[Location identification entries]

==========

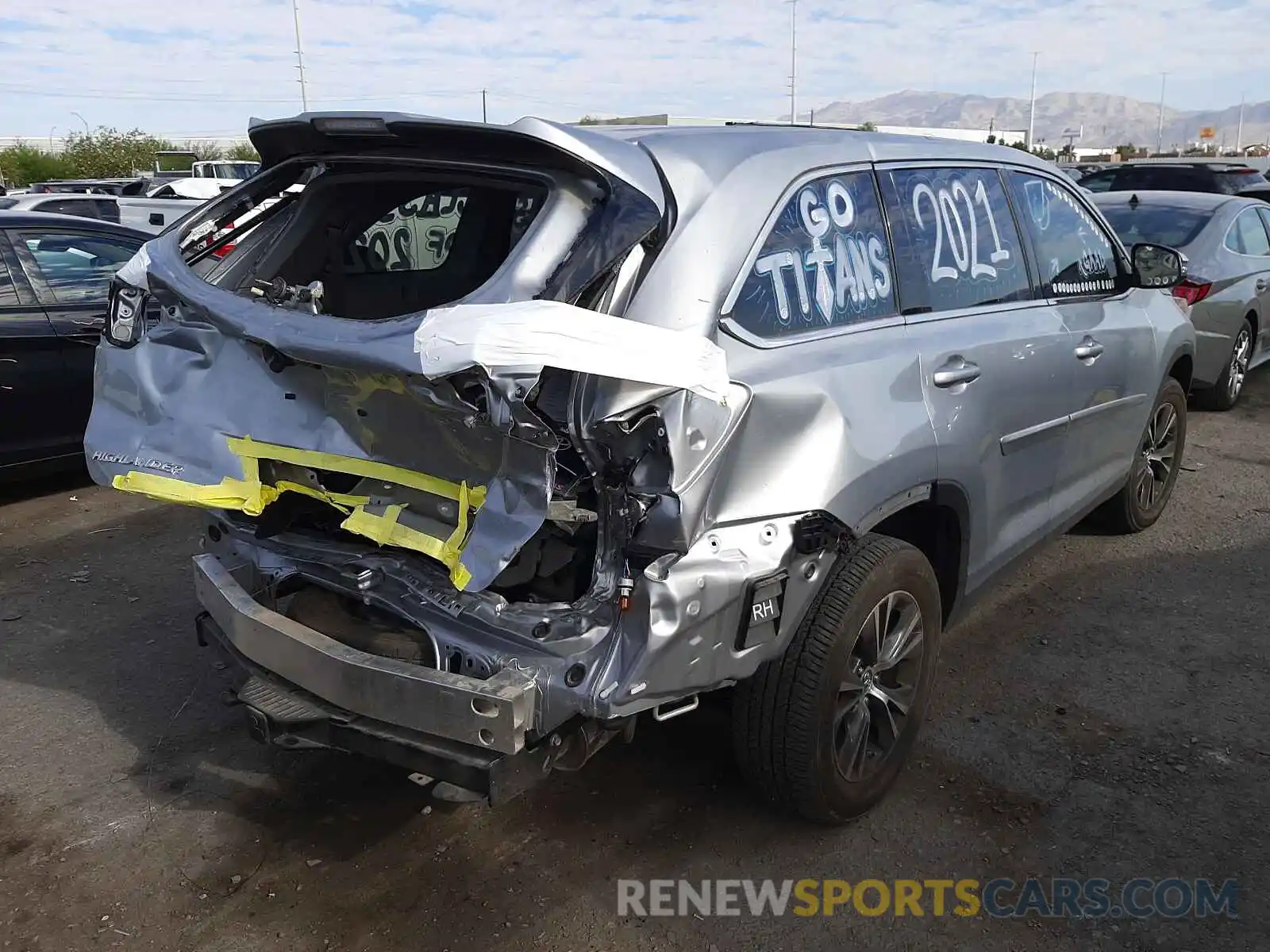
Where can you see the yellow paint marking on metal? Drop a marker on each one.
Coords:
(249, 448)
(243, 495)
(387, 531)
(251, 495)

==========

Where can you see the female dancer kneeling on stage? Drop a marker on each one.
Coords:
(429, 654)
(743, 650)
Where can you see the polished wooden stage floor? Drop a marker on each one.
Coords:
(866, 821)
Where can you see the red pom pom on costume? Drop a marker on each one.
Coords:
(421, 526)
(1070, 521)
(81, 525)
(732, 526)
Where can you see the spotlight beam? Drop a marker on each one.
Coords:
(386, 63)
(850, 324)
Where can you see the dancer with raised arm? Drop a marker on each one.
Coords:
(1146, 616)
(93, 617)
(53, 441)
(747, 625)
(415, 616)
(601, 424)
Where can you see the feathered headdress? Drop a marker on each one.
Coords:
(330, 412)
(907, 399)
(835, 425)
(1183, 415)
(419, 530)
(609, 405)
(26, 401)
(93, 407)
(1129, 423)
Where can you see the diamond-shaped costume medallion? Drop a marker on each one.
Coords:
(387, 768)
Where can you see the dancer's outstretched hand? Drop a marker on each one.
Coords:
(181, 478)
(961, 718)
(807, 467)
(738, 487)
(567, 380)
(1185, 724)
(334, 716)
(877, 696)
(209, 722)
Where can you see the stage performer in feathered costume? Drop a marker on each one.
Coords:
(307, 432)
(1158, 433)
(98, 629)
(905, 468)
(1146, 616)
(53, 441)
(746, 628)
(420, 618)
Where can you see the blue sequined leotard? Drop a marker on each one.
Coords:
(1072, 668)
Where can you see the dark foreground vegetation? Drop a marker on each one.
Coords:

==========

### WHAT IS ASKED:
Recast the material as a JSON list of strings with one string per line and blank lines omitted, beginning at the line that has "Where can you see the spotlight" and stopping after the line that has "(1129, 423)".

### RESULT FOR THIS EXERCISE:
[
  "Where can you see the spotlight beam? Drop a marker on each one.",
  "Coords:",
  "(386, 63)",
  "(850, 324)",
  "Where can you see the dancer with raised arm? Drop a marker on each one.",
  "Coords:",
  "(1146, 616)",
  "(93, 617)",
  "(53, 441)",
  "(747, 625)",
  "(415, 616)",
  "(601, 424)",
  "Where can you see the feathered headdress? Drop a marker on each one.",
  "Coords:",
  "(330, 412)",
  "(907, 399)",
  "(835, 425)",
  "(1183, 415)",
  "(419, 530)",
  "(609, 405)",
  "(26, 401)",
  "(93, 407)",
  "(1129, 423)"
]